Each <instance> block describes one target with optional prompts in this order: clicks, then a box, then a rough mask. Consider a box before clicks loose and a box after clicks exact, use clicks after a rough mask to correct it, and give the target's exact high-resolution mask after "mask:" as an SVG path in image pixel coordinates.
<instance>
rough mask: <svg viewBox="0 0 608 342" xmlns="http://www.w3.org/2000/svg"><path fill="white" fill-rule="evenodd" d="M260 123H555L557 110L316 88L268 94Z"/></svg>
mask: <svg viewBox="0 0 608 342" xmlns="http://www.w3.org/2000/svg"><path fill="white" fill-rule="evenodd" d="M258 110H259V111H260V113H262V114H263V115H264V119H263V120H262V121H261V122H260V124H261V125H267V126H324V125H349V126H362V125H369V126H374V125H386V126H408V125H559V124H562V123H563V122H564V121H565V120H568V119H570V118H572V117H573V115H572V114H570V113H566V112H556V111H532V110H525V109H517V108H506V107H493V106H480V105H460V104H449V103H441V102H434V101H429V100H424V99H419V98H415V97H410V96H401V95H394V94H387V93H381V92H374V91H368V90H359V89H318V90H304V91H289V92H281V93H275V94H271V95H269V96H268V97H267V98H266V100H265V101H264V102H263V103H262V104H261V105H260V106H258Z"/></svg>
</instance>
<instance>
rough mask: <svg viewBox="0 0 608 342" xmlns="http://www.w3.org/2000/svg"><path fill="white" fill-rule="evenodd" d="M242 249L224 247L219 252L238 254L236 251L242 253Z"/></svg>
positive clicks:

## [YOUR GOAL]
Reproduce every line of the records above verbatim, from the first line through the last.

## [ANSWER]
Each <instance> block describes one target with optional prompts in this order: clicks, then a box, then a rough mask. Consider a box before clicks loose and a box after clicks exact, use clicks after a rough mask to correct it, and give the target's exact high-resolution mask after "mask:" as an SVG path in image pixel coordinates.
<instance>
rough mask: <svg viewBox="0 0 608 342" xmlns="http://www.w3.org/2000/svg"><path fill="white" fill-rule="evenodd" d="M260 123H555L557 110L316 88L268 94Z"/></svg>
mask: <svg viewBox="0 0 608 342" xmlns="http://www.w3.org/2000/svg"><path fill="white" fill-rule="evenodd" d="M258 110H259V111H260V113H262V114H263V115H264V119H263V120H262V121H261V122H260V124H261V125H267V126H324V125H349V126H362V125H369V126H374V125H386V126H408V125H559V124H562V123H563V122H564V121H565V120H568V119H570V118H572V117H573V115H572V114H570V113H566V112H556V111H532V110H525V109H517V108H506V107H493V106H480V105H460V104H449V103H441V102H434V101H429V100H424V99H419V98H415V97H410V96H401V95H394V94H387V93H381V92H374V91H368V90H359V89H318V90H304V91H289V92H281V93H275V94H271V95H269V96H268V97H267V98H266V100H265V101H264V102H263V103H262V104H261V105H260V106H258Z"/></svg>
</instance>
<instance>
rough mask: <svg viewBox="0 0 608 342" xmlns="http://www.w3.org/2000/svg"><path fill="white" fill-rule="evenodd" d="M242 249L224 247L219 252L238 254L236 251L242 253Z"/></svg>
positive clicks:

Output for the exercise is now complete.